• _TASK_: Output each entry exactly; skip nothing.

• _DATA ENTRIES_:
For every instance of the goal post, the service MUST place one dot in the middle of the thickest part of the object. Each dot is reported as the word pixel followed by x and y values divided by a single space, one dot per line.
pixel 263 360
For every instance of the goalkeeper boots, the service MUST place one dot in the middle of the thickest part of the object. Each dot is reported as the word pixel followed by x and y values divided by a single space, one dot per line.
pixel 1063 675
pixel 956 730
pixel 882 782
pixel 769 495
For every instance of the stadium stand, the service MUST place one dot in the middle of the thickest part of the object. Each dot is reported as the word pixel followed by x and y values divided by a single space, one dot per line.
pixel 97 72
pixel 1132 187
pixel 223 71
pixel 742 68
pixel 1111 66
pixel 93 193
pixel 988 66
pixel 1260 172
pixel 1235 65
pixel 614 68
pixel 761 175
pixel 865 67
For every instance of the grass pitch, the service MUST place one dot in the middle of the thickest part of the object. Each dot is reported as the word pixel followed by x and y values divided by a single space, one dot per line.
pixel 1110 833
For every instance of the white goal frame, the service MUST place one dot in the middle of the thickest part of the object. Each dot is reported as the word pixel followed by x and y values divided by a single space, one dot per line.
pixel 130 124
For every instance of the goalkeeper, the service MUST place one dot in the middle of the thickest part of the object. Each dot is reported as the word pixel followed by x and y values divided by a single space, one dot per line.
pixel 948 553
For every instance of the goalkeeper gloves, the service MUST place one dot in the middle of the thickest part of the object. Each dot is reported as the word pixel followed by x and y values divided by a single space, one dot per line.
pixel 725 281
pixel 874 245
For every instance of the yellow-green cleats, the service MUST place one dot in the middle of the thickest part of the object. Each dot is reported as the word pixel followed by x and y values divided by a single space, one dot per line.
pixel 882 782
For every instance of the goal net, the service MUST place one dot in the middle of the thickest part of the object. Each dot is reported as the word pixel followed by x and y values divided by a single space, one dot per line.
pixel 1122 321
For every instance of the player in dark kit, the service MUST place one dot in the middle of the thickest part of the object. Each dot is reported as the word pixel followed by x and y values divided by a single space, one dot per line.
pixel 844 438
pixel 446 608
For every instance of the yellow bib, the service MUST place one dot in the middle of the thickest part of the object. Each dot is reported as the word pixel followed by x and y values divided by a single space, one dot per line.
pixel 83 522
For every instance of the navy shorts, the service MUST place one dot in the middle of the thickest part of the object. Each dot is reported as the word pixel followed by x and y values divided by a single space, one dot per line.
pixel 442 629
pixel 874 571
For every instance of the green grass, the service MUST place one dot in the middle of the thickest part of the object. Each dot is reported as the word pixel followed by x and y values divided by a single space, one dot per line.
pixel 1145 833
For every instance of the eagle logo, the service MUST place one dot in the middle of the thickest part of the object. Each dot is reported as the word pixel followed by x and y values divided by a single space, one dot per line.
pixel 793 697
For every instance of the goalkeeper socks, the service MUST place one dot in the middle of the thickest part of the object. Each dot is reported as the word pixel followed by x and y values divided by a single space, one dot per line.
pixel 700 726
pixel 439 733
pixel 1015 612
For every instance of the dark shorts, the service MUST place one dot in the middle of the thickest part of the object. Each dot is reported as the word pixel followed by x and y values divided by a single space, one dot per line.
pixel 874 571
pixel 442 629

• _ANSWER FOR THE TASK_:
For every instance of the goal post, the service MUST place one dot in the middle of the thickest part of the object. Each dot is reported as the word pixel followed by x and y values divided by a single space, one dot per line.
pixel 263 360
For every instance of the goalkeeper boots, the service MUST place one dot in the middle of the thickest part of the object. Each dot is reported as the word pixel followed by x and y values divided by a single space, one dot per line.
pixel 1063 675
pixel 956 730
pixel 882 782
pixel 769 495
For every instance of the stadium stand, the service MUST place one dot in the middle of the thickest part of the object. Each dot is reported as the word pixel followed by x and y values divided by a single space, one dot per line.
pixel 97 72
pixel 1132 187
pixel 223 71
pixel 742 68
pixel 1111 66
pixel 93 193
pixel 988 66
pixel 1260 172
pixel 1235 65
pixel 614 68
pixel 761 175
pixel 865 67
For every instance of the grass pitch, the service MUST place one dot in the middle of the thickest part of the object. Each dot is reported as the word pixel followed by x and y values divided by a single space, one dot per line.
pixel 1110 833
For every instance of the white goal frame, the service MUST place one dot in the middle of the thickest part of the object. Each dot is reported as the word pixel followed by x and y values divided by a single space, one dot per line.
pixel 130 124
For every instance of the goalkeeper, the service MUST place one dot in the middle of the thickest part of the object. Each dot is reported as the word pixel followed by x and y values divided by a single space, one dot per line.
pixel 948 553
For every instance of the goalkeeper gloves, the service MUST place one dot in the middle of the thickest part of the object. Each dot is reported as the word pixel followed by x and y values divided by a single space, one dot per line.
pixel 725 281
pixel 874 245
For every instance of the yellow-green cleats, the service MUST place one dot in the middle of the thickest part of the object. Each dot is reported as the word pixel followed by x and y values divided by a single space, one dot per line.
pixel 882 782
For every instance of the goal net, the service MUST place one dot in the middle of the thickest part of the object. Each dot is reported as the word pixel followed by x and y values divided by a single space, one dot per line.
pixel 1122 321
For every instance of the player in dark kit, the service MUST place one dot in the middle of the thickest part of the object. Each dot is reported as the word pixel followed by x and y values divided by a single space, one dot per line.
pixel 844 438
pixel 446 608
For every instance of the yellow bib, the service MUST place one dot in the middle of the thickest part of the object. Each dot is reported as the word pixel followed by x and y values divided by a single space, one dot per line.
pixel 83 522
For every instance of the navy shorts, the service MUST place one dot in the middle of the thickest part of the object. Each dot is reported as the word pixel followed by x and y values divided by a single space, one dot per line.
pixel 442 629
pixel 874 571
For every instance of the green grass, the service MUST place one dot in the middle of the thickest part of the object. Each dot is reported as the word pixel followed by x and y values divided by a single space, one dot per line.
pixel 1145 833
For every instance of the eagle logo, the service MUST place one dot in the middle of the thickest part of the object. Each dot is reported as the word pixel followed by x and y values divided by a single space, one dot per line.
pixel 793 697
For every instance of the goalkeeper socks, the service MUST place one dot in the middle of the thickest part of the object. Each dot is reported as the word pixel followed by x and y values divided by a single space, one dot per line.
pixel 700 726
pixel 439 733
pixel 1015 612
For every instance of the dark shorts, the service MUST place one dot in the middle of the thickest part of the object. Each dot is reported as the word pixel followed by x and y values divided by a single space, one dot per line.
pixel 874 571
pixel 442 629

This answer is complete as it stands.